# start of EXERCISE MATERIALS

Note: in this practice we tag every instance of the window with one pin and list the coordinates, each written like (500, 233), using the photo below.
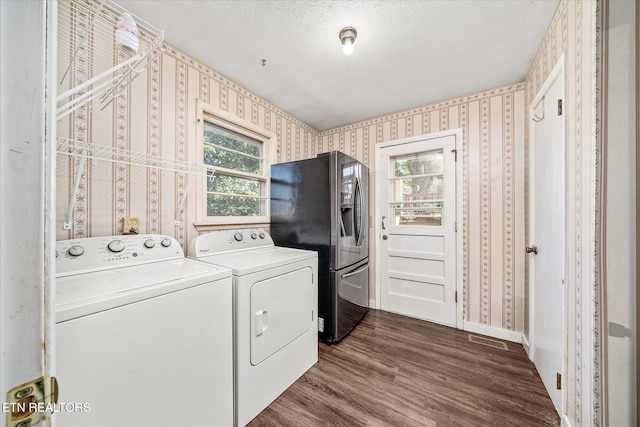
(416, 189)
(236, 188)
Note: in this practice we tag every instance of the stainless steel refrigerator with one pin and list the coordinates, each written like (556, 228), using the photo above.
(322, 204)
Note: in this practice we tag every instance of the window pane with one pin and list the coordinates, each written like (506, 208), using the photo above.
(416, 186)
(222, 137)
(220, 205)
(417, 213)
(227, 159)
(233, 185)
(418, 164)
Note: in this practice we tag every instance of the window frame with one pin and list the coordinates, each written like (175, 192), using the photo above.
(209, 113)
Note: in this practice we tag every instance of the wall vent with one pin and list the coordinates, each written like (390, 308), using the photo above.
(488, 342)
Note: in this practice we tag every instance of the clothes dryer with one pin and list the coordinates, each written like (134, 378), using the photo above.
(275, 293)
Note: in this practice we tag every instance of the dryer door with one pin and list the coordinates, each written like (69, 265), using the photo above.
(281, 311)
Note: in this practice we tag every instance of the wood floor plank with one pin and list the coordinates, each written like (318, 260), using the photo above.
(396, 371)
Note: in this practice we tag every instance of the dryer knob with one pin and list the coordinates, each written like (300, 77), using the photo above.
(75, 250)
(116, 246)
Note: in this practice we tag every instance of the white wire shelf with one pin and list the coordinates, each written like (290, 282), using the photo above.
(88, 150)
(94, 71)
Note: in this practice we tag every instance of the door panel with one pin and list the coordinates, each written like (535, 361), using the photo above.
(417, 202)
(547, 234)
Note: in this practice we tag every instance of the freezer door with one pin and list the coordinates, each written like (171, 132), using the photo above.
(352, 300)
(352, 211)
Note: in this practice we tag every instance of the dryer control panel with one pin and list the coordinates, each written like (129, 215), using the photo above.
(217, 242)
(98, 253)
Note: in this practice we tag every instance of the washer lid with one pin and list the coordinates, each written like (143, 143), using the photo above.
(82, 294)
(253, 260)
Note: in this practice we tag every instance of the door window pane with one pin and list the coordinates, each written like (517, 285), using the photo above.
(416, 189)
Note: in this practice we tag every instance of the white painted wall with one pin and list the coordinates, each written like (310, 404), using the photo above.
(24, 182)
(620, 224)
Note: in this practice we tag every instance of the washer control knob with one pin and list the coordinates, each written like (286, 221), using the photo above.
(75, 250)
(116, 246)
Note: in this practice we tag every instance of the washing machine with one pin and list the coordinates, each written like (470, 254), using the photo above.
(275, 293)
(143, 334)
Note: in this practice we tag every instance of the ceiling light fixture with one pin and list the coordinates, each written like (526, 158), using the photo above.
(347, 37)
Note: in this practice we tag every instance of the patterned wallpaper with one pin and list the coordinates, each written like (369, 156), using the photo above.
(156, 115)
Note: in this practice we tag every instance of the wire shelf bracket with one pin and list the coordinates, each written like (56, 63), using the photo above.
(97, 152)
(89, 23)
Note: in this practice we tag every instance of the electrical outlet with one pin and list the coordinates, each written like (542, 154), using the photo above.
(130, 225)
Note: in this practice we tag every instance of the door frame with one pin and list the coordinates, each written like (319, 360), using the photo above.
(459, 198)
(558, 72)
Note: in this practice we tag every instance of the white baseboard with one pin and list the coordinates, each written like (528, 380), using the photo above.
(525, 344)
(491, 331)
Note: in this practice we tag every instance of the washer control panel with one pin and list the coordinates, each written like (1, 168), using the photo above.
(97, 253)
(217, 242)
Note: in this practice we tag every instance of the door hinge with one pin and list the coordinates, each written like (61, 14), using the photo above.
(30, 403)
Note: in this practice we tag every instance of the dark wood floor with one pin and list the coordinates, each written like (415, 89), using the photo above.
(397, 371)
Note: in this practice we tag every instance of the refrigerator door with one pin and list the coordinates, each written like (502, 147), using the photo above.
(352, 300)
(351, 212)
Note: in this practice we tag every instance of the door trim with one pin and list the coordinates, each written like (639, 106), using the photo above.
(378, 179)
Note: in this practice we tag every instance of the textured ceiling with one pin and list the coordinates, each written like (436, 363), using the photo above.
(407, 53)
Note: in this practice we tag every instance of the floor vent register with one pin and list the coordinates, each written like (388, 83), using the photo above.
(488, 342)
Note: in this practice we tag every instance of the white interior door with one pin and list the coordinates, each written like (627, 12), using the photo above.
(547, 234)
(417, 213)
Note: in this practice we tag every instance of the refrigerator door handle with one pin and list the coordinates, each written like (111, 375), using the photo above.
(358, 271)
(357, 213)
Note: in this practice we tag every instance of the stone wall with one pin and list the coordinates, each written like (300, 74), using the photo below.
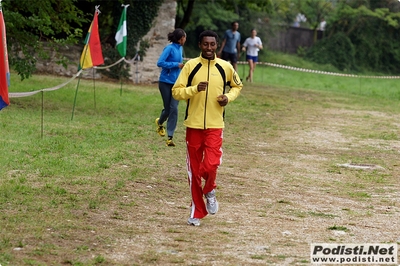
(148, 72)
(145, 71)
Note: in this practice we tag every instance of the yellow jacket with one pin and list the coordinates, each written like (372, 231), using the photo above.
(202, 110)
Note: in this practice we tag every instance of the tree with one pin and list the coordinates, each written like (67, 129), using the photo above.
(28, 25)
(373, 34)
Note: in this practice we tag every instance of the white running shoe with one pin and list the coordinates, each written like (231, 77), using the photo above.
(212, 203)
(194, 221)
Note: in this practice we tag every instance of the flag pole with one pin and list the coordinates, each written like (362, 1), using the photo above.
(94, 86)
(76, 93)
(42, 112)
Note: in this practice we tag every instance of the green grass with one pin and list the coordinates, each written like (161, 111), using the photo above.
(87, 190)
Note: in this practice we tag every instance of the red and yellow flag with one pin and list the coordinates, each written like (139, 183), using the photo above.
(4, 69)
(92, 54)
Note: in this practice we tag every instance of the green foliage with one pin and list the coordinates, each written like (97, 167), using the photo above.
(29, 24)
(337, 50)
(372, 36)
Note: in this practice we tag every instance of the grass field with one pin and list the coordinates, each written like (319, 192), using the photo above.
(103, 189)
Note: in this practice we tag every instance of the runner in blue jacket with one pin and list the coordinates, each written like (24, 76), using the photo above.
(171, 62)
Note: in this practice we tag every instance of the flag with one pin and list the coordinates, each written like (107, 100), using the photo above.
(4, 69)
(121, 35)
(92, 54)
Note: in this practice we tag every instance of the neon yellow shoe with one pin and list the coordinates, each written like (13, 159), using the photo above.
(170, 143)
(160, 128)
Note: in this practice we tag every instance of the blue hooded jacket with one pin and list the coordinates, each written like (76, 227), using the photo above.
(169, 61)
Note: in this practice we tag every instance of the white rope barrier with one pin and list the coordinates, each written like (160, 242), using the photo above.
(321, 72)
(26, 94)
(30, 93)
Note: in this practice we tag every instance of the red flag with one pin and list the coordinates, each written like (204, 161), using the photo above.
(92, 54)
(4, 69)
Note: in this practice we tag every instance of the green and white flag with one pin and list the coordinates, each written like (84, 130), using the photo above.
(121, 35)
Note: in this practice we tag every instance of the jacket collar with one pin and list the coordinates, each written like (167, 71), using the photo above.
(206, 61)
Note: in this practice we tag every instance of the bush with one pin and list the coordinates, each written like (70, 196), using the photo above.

# end of EXERCISE MATERIALS

Exclude the images and reproduce the remaining data exactly.

Note: in this practice we tag every instance of the window with one pin and list the coordinates, each written like (500, 233), using the photo below.
(416, 189)
(236, 188)
Note: in this practice we tag every instance of the stainless steel refrigerator with one pin and list the coordinates, each written like (556, 228), using the photo above.
(322, 204)
Note: in this practice we tag every instance of the window pane with one pin and list the coordinates, each written like (506, 208), using the photo above.
(416, 186)
(222, 137)
(220, 205)
(417, 213)
(227, 159)
(233, 185)
(418, 164)
Note: in this practice we tag every instance of the window frame with one pin and list the coordinates, each written like (175, 192), using the photo above.
(209, 113)
Note: in this practice we tag every instance of the wall vent with one pin and list the coordinates, each written like (390, 308), using the photo above.
(488, 342)
Note: in this practice we tag every instance of the clothes dryer with one pin and list the coordinates, each written like (134, 378), using the photo above.
(275, 293)
Note: in this practice we tag every instance of the dryer door with one pin and list the coordinates, each written like (69, 265), using the photo above.
(281, 311)
Note: in this practice we tag every instance of the wood floor plank with one pin and list the coordinates, each written like (318, 260), using the photo above.
(396, 371)
Note: in this practice we tag every instance of the dryer knob with one pin and list the coordinates, each written like (300, 77), using the photo above.
(75, 250)
(116, 246)
Note: in this practice we tag every instance of the white wire shelf with one pin and list the coordinates, each written like (290, 282), using the photo above.
(88, 150)
(94, 71)
Note: in this practice we tag every instance of the door panel with one pin and list the coordinates, each written like (535, 361), using the photo above.
(417, 202)
(547, 234)
Note: in this practice we tag every instance of the freezer door with one pin and list the coordinates, each written like (171, 132), using the photo above.
(352, 300)
(352, 211)
Note: in this practice we tag every instance of the dryer control panel with one pin and list the coordinates, each written like (129, 215), using the photo above.
(217, 242)
(98, 253)
Note: in this practice we tag every instance of the washer lid with one pin and list the coordinates, each written like (143, 143), using the photo above.
(82, 294)
(253, 260)
Note: in this practice we tag every instance of the door window pane with one pin and list the coordinates, each written like (517, 285), using the photo above.
(416, 189)
Note: in this practice we tag every instance of the white painted wall with one pin and list the coordinates, each written like (310, 404), using the photo above.
(24, 182)
(620, 224)
Note: in this practice we tag every instance of the washer control knob with one pin and list the coordinates, each written like (286, 221), using the photo above.
(75, 250)
(116, 246)
Note: in this practice we tag every instance of the washing machine with one pin and list the coordinates, each written like (470, 254), using the photo above.
(275, 293)
(143, 334)
Note: in this practice we tag every instance of the ceiling light fixture with one pin and list the coordinates, each written like (526, 158), using the photo above.
(347, 37)
Note: in this practice we tag every instance of the patterned wallpaper with one pin and list the coordinates, each written like (369, 156), using the photo above.
(156, 115)
Note: in this practice we tag every instance of the wire shelf bracket with one pin and list the coordinates, each written like (56, 63), using the photo above.
(97, 152)
(89, 23)
Note: in this practice we tag every instance of the electrical outlet with one pin and list the coordinates, each written like (542, 154), using the photo above.
(130, 225)
Note: in this practice we tag every instance of the door frame with one pin and list the coordinates, each written like (319, 360), using the photo above.
(459, 198)
(558, 72)
Note: in this practice we tag every instance of the white baseboard with one pin and list the coordinates, each written like (528, 380), using the photo above.
(525, 344)
(491, 331)
Note: in this practice we tag every instance of the washer control panel with one pin and list the coordinates, each written like (1, 168), using the photo above.
(97, 253)
(217, 242)
Note: in this practice we tag every instance of the door hinge with one pin and list the coordinates, each written like (61, 14), using the photo above.
(30, 403)
Note: in this practice we tag every instance of the dark wood floor with one pin and list the coordinates, each written like (415, 89), using the photo above.
(397, 371)
Note: in this practice we tag every instance of the refrigerator door with one pin and list the coordinates, each written like (502, 147), using the photo above.
(352, 300)
(351, 212)
Note: in this practice we tag every instance of the door trim with one pin and list the coordinates, each written like (639, 106), using the photo above.
(378, 179)
Note: in this practice we tag every instance of the textured ceiling with one pin and list the coordinates, each written like (436, 363), using the photo above.
(407, 53)
Note: in this practice we tag every instance of the floor vent register with one pin and list the coordinates, each written like (388, 83), using the photo above.
(488, 342)
Note: in this practice we tag every instance of the white interior door with one pin and list the coordinates, each written like (627, 12), using the photo above.
(547, 234)
(417, 213)
Note: in this practice we tag every instance of the refrigerator door handle with one pin and list the coordinates, each written like (111, 375), using the photo above.
(358, 271)
(357, 213)
Note: in this practice we tag every instance of the stone wall with one pin and list the coordinates, each written like (300, 74), using the photo below.
(148, 72)
(145, 71)
Note: in this practice we tag every instance of the yellow jacket with one pin and list the coordinates, each written like (372, 231), using the photo above.
(202, 110)
Note: in this practice we tag every instance of the tree with one pin and list the coordinates, each written like (67, 129), using the photo above.
(28, 25)
(373, 34)
Note: in this practice we tag every instance of the white running shoe with one pin and list the coordinates, each written like (231, 77), using the photo above.
(212, 203)
(194, 221)
Note: in this practice we tag every instance of the flag pole with one pin and list the coordinates, each written like (362, 1), using the photo above.
(94, 86)
(76, 93)
(42, 112)
Note: in this practice we tag every instance of the green grass with one pin and list the coordinates, each written like (161, 111), using the photo above.
(87, 190)
Note: in this practice we tag every instance of the red and yellow flag with one pin and list the coordinates, each written like (139, 183), using the photo above.
(4, 69)
(92, 54)
Note: in this practice we tag every instance of the green foliage with one pin and list the coordinates, each written like (97, 167), using the photo above.
(29, 24)
(337, 50)
(372, 36)
Note: in this practice we tag every instance of the grass field with one pin and list the coordinates, each written like (319, 192), using the photo above.
(103, 189)
Note: in this practice we tag every instance of the runner in blue jacket with one pin and list the coordinates, each written like (24, 76), using the photo above.
(171, 62)
Note: in this practice we tag every instance of the flag with one pin and list the coordinates, each written like (107, 100), using the photo above.
(4, 69)
(121, 35)
(92, 54)
Note: in this practice we tag every instance of the neon yellow shoe with one pin and list the coordinates, each written like (13, 159), using the photo above.
(170, 143)
(160, 128)
Note: in this practice we tag every instance of the blue hooded jacket with one pin and list the coordinates, each written like (76, 227), using the photo above.
(169, 61)
Note: in this practice we tag every instance of the white rope barrier with one pin and list the coordinates, each written like (160, 242), using the photo above.
(321, 72)
(26, 94)
(30, 93)
Note: in this practice we tag every instance of the red flag with one pin and list the coordinates, each written like (204, 161), using the photo above.
(92, 54)
(4, 69)
Note: in this practice we tag every instance of the green and white flag with one pin and list the coordinates, each written like (84, 130), using the photo above.
(121, 35)
Note: in this practice we tag every instance of the jacket collar with one pin and list the coordinates, each written like (167, 71), using the photo above.
(206, 61)
Note: in this practice we tag every instance of the bush with one pin and list the coordinates, each written like (70, 196), using the photo above.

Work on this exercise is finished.